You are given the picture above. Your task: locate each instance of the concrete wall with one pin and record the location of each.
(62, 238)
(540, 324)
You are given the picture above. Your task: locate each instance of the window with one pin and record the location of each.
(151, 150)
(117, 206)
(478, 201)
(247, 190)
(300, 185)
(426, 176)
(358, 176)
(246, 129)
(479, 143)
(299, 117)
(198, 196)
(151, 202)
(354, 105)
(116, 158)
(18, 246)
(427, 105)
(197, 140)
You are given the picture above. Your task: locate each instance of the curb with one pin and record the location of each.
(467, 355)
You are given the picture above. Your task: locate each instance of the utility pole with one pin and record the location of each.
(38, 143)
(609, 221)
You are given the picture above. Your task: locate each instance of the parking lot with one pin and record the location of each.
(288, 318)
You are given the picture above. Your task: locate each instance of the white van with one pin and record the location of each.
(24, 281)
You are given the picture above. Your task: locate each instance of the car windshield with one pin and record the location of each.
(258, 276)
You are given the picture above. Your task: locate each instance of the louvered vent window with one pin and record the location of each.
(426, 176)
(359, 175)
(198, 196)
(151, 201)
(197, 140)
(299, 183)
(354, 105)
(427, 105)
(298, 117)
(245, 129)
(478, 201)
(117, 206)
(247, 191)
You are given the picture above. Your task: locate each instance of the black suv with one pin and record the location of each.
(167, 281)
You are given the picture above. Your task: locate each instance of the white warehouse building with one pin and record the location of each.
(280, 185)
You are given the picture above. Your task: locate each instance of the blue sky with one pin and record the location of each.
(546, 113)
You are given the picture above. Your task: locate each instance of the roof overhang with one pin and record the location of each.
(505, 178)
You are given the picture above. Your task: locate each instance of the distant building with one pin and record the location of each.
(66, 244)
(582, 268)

━━━━━━

[TRY IT]: Each line above must be reproduced exactly as it stands.

[TASK RESULT]:
You are given the picture above. Your task: locate each instance of the concrete wall with one pin and record the location of each.
(62, 238)
(540, 324)
You are given the picture above. Your task: locate each instance of the window with one pin and record the location of each.
(151, 150)
(117, 206)
(478, 201)
(247, 190)
(300, 185)
(426, 176)
(358, 176)
(246, 129)
(479, 143)
(299, 117)
(198, 196)
(151, 202)
(354, 105)
(116, 158)
(18, 246)
(427, 105)
(197, 140)
You are given the picture above. Your task: locate each instance of the curb with one pin and record the location of each.
(467, 355)
You are given the picture above. Your task: locate each instance of the utility pole with one pin and record the location of each.
(38, 143)
(609, 221)
You are given the picture above. Your task: locate each instance of the parking lot with one pin and record the location of each.
(288, 318)
You are given the picture above. Your task: locate each instance of the white van with one pin and record the location of each.
(24, 281)
You are given the picture above. Your task: locate each instance of the car windshield with one pin and record the location of each.
(258, 276)
You are given the picture above. Your task: locate each instance of the louvered vent window with one pin and record the location of each.
(426, 176)
(359, 175)
(198, 196)
(151, 201)
(197, 140)
(299, 183)
(354, 105)
(427, 105)
(298, 117)
(245, 129)
(478, 201)
(117, 206)
(247, 191)
You are given the picture above. Your task: locate each instance of the black suv with one pin and record the location of each.
(167, 281)
You are given the picture above. Your task: locate each instance of the white warehouse building with one pin and record the location of each.
(280, 185)
You are given the picture above. Your task: locate each instance of the blue sky with one pin and record the location of each.
(546, 113)
You are given the picture above. Your task: locate each instance of the roof overhang with one pin and record the location of each.
(505, 178)
You are given the picture above. Your task: locate each instance of the distant building with one pin and record the location of each.
(66, 244)
(582, 268)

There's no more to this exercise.